Stored data
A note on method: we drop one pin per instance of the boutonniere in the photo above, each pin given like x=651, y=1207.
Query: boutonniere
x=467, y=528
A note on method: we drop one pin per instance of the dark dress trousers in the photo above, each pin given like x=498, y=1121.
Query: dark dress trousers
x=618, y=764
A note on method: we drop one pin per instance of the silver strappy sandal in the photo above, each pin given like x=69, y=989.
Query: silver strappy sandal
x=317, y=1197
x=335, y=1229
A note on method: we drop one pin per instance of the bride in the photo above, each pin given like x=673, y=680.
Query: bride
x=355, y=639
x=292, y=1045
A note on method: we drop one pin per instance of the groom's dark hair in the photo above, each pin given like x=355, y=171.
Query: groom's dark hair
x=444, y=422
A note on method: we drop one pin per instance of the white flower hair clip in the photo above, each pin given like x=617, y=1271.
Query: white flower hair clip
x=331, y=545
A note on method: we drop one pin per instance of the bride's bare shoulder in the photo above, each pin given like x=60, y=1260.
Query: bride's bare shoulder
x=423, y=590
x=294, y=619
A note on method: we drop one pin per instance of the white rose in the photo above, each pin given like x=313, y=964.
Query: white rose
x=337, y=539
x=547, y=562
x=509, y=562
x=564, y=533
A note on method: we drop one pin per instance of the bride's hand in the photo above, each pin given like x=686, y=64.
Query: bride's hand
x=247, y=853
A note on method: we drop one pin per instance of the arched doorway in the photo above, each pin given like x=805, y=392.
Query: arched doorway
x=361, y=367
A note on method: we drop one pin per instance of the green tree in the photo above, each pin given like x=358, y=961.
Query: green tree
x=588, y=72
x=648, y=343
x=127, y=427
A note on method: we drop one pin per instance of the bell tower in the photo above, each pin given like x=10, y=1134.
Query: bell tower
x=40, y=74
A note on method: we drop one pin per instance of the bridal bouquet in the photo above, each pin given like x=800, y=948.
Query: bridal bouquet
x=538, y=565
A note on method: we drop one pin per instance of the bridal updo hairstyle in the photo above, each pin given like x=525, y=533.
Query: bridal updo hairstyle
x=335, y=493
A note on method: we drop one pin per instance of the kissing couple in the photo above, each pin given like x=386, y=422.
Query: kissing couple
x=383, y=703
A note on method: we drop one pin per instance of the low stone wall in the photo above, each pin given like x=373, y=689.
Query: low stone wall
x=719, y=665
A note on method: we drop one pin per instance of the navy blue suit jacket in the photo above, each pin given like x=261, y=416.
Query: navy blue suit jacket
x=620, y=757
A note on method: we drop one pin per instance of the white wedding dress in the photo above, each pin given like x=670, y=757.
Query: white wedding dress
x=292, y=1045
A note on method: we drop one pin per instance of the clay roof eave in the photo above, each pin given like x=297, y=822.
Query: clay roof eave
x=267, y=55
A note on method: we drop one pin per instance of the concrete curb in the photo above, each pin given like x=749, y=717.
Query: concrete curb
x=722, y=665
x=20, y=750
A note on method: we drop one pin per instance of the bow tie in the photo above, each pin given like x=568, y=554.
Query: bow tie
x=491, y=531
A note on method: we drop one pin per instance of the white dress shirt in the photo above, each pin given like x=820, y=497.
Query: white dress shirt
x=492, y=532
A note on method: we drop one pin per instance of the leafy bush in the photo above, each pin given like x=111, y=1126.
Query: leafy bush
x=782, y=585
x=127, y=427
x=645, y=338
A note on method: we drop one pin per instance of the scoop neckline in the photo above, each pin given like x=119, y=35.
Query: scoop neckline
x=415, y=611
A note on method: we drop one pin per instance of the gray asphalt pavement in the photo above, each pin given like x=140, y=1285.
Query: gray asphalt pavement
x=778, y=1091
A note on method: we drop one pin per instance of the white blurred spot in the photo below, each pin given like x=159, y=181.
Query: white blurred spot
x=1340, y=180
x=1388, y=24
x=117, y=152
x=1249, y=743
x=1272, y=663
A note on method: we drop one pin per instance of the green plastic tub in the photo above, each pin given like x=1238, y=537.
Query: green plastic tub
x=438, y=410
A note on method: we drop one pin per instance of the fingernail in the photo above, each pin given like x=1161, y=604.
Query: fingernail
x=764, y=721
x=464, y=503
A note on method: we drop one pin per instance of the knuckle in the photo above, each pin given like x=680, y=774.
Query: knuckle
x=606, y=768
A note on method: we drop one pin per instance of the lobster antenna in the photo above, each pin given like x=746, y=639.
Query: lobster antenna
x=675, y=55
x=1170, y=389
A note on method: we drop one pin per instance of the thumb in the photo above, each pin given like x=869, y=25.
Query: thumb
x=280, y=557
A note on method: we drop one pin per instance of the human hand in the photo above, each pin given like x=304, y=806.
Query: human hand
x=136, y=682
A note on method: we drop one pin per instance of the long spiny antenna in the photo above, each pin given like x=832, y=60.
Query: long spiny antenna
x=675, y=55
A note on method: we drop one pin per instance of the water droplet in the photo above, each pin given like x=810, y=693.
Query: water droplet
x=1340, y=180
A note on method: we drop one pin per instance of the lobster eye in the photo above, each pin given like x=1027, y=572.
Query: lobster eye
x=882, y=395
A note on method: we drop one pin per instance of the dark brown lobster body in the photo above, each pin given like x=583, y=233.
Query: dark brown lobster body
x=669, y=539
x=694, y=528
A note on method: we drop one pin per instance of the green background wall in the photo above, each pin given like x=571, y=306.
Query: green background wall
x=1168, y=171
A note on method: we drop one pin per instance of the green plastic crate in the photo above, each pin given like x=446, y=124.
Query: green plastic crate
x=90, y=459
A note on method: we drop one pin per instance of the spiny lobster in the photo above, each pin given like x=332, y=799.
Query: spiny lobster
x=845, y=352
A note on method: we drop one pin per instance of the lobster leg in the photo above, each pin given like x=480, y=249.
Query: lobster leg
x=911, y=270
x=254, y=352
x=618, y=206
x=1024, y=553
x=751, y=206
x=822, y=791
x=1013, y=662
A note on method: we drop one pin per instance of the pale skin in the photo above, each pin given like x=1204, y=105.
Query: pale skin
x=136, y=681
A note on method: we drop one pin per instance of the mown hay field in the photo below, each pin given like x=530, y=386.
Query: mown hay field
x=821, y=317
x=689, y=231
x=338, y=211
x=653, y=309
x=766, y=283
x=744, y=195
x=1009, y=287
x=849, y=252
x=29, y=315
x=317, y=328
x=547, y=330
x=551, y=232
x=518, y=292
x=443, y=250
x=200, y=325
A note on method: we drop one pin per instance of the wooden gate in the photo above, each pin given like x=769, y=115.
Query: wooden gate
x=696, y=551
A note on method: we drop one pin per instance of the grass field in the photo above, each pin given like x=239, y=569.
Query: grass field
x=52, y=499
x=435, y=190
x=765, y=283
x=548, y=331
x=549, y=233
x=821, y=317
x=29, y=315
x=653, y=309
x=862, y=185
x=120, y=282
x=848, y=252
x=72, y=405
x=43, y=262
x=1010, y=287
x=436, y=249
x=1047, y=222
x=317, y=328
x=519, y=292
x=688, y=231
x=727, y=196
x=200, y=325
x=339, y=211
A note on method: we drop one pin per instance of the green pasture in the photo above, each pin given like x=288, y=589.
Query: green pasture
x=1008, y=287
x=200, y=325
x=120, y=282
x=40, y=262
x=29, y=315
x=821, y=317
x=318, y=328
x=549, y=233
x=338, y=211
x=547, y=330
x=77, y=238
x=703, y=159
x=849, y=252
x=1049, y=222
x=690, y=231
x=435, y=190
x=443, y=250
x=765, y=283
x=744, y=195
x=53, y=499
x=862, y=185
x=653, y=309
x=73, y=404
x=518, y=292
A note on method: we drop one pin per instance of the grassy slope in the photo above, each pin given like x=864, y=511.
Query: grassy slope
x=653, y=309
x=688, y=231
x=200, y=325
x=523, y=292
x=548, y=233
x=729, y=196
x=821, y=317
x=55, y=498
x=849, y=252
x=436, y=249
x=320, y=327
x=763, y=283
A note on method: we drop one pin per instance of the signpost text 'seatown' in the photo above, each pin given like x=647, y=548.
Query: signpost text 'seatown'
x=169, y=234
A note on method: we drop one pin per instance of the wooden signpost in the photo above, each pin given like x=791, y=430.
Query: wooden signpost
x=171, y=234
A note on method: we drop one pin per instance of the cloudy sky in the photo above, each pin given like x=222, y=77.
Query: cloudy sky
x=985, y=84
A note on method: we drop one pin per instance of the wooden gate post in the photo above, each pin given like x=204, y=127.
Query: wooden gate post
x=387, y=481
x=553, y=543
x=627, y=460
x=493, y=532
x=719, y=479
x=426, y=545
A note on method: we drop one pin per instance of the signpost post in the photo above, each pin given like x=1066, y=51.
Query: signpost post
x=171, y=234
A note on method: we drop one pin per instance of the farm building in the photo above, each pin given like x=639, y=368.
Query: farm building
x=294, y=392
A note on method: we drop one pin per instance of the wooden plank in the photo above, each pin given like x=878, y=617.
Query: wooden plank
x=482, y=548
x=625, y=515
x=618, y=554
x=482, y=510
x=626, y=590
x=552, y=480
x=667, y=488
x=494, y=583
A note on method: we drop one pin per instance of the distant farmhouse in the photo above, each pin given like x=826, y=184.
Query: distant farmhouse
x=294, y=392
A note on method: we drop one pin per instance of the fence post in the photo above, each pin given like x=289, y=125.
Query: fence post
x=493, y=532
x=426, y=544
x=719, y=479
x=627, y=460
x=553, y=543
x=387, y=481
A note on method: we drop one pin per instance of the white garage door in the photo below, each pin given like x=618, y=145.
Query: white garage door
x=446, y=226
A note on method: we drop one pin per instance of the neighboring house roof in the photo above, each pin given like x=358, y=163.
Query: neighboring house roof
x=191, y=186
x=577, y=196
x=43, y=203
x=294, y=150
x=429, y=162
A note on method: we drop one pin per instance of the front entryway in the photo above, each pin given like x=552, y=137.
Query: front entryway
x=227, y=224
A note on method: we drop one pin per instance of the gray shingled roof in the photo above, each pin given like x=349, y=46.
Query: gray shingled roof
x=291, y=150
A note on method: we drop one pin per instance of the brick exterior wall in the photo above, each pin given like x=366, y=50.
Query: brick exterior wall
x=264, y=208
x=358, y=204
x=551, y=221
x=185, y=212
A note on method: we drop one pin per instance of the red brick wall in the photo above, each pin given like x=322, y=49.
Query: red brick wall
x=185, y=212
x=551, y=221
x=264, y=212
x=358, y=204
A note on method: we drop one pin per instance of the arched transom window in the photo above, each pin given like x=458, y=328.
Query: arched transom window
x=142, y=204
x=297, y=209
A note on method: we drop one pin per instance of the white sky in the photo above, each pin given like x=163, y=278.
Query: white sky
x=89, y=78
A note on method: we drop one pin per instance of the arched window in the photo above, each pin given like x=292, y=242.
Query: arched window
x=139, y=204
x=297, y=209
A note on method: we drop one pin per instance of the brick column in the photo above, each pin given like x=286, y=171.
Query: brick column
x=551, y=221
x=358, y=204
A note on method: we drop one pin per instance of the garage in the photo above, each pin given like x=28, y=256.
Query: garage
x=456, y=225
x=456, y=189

Task to complete
Starting at the beginning of the data and stopping after the line that contains "x=335, y=1229", give every line again unchanged except for the answer coordinates. Scale each of those x and y values by 0.45 and round to whole numbers, rounding halves up.

Answer to the problem
A note on method: we drop one pin per instance of the boutonniere in the photo above, each pin given like x=651, y=1207.
Query: boutonniere
x=210, y=238
A note on method: we drop one pin per instance of the dark dress trousers in the photo above, each pin given like x=498, y=1121.
Query: dark dress trousers
x=278, y=344
A note on method: we drop one pin per instance of the silver strappy sandal in the photo above, each pin given like x=69, y=989.
Query: silver strappy sandal
x=143, y=539
x=151, y=553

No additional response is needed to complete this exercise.